— Begin MATERIALS PROVIDED —

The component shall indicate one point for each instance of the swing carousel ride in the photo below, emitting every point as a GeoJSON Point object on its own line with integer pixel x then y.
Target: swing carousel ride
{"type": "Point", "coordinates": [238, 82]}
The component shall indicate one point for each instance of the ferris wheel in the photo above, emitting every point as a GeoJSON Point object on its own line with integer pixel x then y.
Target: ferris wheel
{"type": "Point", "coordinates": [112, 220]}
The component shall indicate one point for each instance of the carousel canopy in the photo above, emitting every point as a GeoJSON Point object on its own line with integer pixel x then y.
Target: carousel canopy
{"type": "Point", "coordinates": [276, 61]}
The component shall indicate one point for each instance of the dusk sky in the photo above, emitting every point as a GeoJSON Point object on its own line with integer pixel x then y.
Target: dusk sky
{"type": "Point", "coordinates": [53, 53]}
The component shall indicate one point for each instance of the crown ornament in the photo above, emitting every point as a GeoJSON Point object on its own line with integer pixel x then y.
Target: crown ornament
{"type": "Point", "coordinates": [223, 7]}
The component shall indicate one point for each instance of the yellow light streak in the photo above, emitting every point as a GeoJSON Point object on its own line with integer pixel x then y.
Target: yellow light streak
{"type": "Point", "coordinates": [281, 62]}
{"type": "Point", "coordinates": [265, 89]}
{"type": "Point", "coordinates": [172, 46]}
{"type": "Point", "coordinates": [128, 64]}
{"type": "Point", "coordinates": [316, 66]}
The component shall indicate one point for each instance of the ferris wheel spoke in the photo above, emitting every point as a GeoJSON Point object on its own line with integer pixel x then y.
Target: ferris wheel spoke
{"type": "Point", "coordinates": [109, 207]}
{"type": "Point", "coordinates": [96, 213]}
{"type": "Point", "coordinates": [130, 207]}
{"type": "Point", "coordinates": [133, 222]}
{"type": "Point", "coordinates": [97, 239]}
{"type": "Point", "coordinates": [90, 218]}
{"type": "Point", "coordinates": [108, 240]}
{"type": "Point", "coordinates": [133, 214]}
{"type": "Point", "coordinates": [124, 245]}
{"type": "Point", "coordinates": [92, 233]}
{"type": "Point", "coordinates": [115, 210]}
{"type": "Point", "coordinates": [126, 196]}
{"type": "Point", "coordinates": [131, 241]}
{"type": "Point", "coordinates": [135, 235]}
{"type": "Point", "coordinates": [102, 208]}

— End MATERIALS PROVIDED —

- **BRIEF**: Repeat the entries above exactly, leaving nothing out.

- **RESPONSE FOR THIS EXERCISE**:
The component shall indicate one point for each instance of the swing carousel ride in the photo below, emitting every point as a GeoJSON Point object on its own line with integer pixel x then y.
Target: swing carousel ride
{"type": "Point", "coordinates": [238, 82]}
The component shall indicate one point for each instance of the ferris wheel in the photo above, emitting every point as a GeoJSON Point object on its own line with integer pixel x then y.
Target: ferris wheel
{"type": "Point", "coordinates": [112, 220]}
The component shall indicate one point for each instance of the carousel canopy in the photo above, emitting every point as a GeoJSON Point object on its own line with integer pixel x then y.
Target: carousel canopy
{"type": "Point", "coordinates": [276, 61]}
The component shall indicate one point for each instance of the dusk sky in the photo above, emitting every point as a GeoJSON Point object on its own line with integer pixel x then y.
Target: dusk sky
{"type": "Point", "coordinates": [53, 53]}
The component shall indicate one point for each instance of the crown ornament in the photo above, emitting every point as a GeoJSON Point object on its own line with integer pixel x then y.
Target: crown ornament
{"type": "Point", "coordinates": [223, 7]}
The component shall indicate one point for each instance of the yellow light streak in the photo above, emitting every point as a GeoJSON Point object on its own line with integer pixel x then y.
Target: yellow light streak
{"type": "Point", "coordinates": [281, 62]}
{"type": "Point", "coordinates": [265, 89]}
{"type": "Point", "coordinates": [172, 46]}
{"type": "Point", "coordinates": [128, 64]}
{"type": "Point", "coordinates": [316, 66]}
The component shall indicate one point for each instance of the ferris wheel spoke in the photo above, emitting every point as a GeoJSON Point object on its own line with integer pixel x then y.
Target: ferris wheel spoke
{"type": "Point", "coordinates": [109, 207]}
{"type": "Point", "coordinates": [96, 213]}
{"type": "Point", "coordinates": [130, 207]}
{"type": "Point", "coordinates": [133, 222]}
{"type": "Point", "coordinates": [97, 239]}
{"type": "Point", "coordinates": [90, 218]}
{"type": "Point", "coordinates": [108, 240]}
{"type": "Point", "coordinates": [133, 214]}
{"type": "Point", "coordinates": [124, 245]}
{"type": "Point", "coordinates": [92, 233]}
{"type": "Point", "coordinates": [115, 210]}
{"type": "Point", "coordinates": [126, 196]}
{"type": "Point", "coordinates": [131, 241]}
{"type": "Point", "coordinates": [135, 235]}
{"type": "Point", "coordinates": [102, 208]}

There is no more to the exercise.